_Exercise text_.
==*==

In Situ Zymography. Mice were anesthetized and transcardially perfused with ice-cold PBS; their brains were removed, immediately frozen, and embedded in optimal cutting temperature medium (OCT, Tissue-Tek, Sakura USA, Torrance, CA). Fifteen-micrometer-thick sections were cut by using a cryostat, collected on silane-coated slides, immediately frozen, and stored at -80°C until analyzed. In situ zymography was performed according to Sappino et al. (14). In brief, an overlay mixture (10 mM Tris, pH 7.5/10 mg/ml low-melting-point agarose/2.5% commercial instant nonfat skim milk/25 μg/ml human plasminogen) was applied to prewarmed brain sections and spread evenly under glass coverslips. The slides were incubated at 37°C in a humid chamber for 2–4 h, and the developed zymograms were photographed under dark-field illumination. The optical density of the lytic zones and the area of lysis were quantified by using nih image.

Western Blotting. Mice were anesthetized, transcardially perfused with ice-cold PBS containing phosphatase inhibitors (10 mM NaF/10 mM β-glycerophosphate) and protease inhibitors (Complete Protease Inhibitor Cocktail, Roche Applied Sciences, Indianapolis) and their brains were removed. Hipp were dissected and homogenized in 0.1 M Tris, pH 7.4/0.1% Triton X-100 containing phosphatase and protease inhibitors, and the protein concentration was adjusted to 2 mg/ml. Samples (25 μg) were subjected to SDS/PAGE electrophoresis and transferred onto nitrocellulose membrane. The membrane was probed with goat anti-NR1 (Upstate Biotechnology, Lake Placid, NY; 1:1,000), rabbit anti-NR2A (Upstate Biotechnology, 1:1,000), goat anti-NR2B (Santa Cruz Biotechnology, 1:1,000), rabbit anti-NR2B phospho-Tyr 1472 (Chemicon, 1:1,000), rabbit anti-p44/42 MAPK (Cell Signaling Technology, Beverly, MA; 1:1,000) or rabbit anti-p44/42 mitogen-activated protein kinase phospho-Thr-202/Tyr-204 (Cell Signaling Technology, 1:1,000) antibodies, followed by peroxidase-labeled anti-goat or anti-rabbit IgG (Vector Laboratories, 1:2,500). To obtain loading control, the membrane was stripped and reblotted by using anti-β-actin antibody (Sigma, 1:1,000). Band intensity was quantified by nih image.

Coimmunoprecipitation. Hipp were dissected from wild-type mice, homogenized in RIPA buffer (50 mM Tris, pH 7.4/150 mM NaCl/1% deoxycholate/1% Triton X-100) with protease inhibitors, and protein concentration was adjusted to 2 mg/ml. Samples (400 μl) were precleared with nonspecific rabbit or goat IgG followed by adsorption on protein G-Sepharose (Amersham Pharmacia). Immunoprecipitation was performed overnight at 4°C by using 1 μg of rabbit anti-tPA (Molecular Innovations, Southfield, MI), goat anti-NR1 (Santa Cruz Biotechnology), rabbit anti-NR2A (Upstate Biotechnology), or goat anti-NR2B (Santa Cruz Biotechnology) antibodies, followed by adsorption to protein G-sepharose. In control experiments, the antibodies were replaced with nonspecific rabbit or goat IgG (Sigma). The proteins were eluted in a loading electrophoresis buffer containing DTT, separated by SDS/PAGE, and transferred onto nitrocellulose membrane. Western blotting was performed by using the same primary antibodies as for immunoprecipitation.

==*==

Dataset entries
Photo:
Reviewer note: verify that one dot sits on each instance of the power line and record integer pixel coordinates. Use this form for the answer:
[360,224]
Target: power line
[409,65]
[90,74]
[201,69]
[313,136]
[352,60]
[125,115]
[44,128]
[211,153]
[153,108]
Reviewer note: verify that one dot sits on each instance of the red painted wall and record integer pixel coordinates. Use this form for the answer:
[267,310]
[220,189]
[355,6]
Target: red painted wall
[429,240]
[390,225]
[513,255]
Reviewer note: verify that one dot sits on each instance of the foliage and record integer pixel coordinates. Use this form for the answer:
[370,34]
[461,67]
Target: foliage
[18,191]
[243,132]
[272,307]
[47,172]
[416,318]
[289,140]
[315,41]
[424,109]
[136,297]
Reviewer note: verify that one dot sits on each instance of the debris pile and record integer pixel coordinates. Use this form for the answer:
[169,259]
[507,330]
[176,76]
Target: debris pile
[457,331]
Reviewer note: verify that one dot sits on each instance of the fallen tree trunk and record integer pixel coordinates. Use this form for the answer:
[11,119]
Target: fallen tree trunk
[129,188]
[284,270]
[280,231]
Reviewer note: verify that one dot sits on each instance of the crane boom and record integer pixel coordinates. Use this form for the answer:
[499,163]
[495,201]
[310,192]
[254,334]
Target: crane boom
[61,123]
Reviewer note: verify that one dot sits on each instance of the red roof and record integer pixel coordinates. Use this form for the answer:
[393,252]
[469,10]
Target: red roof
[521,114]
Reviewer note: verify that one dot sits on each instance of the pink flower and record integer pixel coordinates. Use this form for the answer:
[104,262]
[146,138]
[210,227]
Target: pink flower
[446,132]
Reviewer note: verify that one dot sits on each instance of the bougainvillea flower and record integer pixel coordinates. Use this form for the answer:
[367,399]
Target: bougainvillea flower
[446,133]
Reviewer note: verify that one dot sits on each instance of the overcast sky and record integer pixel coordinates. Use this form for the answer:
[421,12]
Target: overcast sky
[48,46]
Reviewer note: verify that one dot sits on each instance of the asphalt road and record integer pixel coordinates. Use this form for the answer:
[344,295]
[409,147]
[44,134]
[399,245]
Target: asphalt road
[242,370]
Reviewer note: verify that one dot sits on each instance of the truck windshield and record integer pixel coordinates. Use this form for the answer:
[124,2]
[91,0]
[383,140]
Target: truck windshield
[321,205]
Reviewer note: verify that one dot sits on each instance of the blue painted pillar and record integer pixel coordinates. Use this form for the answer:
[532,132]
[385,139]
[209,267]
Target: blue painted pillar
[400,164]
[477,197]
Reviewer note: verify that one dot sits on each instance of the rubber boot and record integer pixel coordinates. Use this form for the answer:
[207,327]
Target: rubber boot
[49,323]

==*==

_Directions_.
**1)** In the laboratory methods text, at what temperature and for how long were the in situ zymography slides incubated?
**2)** List every antibody that the laboratory methods text names for the immunoprecipitation step of the coimmunoprecipitation procedure.
**3)** Carry on the laboratory methods text from its last sentence.

_Answers to the problems_.
**1)** They were incubated at 37°C in a humid chamber for 2–4 h.

**2)**
- Rabbit anti-tPA (Molecular Innovations)
- Goat anti-NR1 (Santa Cruz Biotechnology)
- Rabbit anti-NR2A (Upstate Biotechnology)
- Goat anti-NR2B (Santa Cruz Biotechnology)

**3)**
NR2B Subunit Cleavage. Hipp were dissected from wild-type mice, homogenized in 0.1 M Tris, pH 7.2/0.1% Triton X-100 without protease inhibitors, and protein concentration was adjusted to 2 mg/ml. The homogenate was incubated with human tPA (20 μg/ml) or tPA plus human plasminogen (50 μg/ml) for 30 min at 37°C, separated by SDS/PAGE electrophoresis, and probed with anti-NR2B antibody (Santa Cruz Biotechnology, 1:1,000) followed by horseradish peroxidase-conjugated secondary antibody (Vector Laboratories, 1:2,500). Band intensity was quantified by nih image.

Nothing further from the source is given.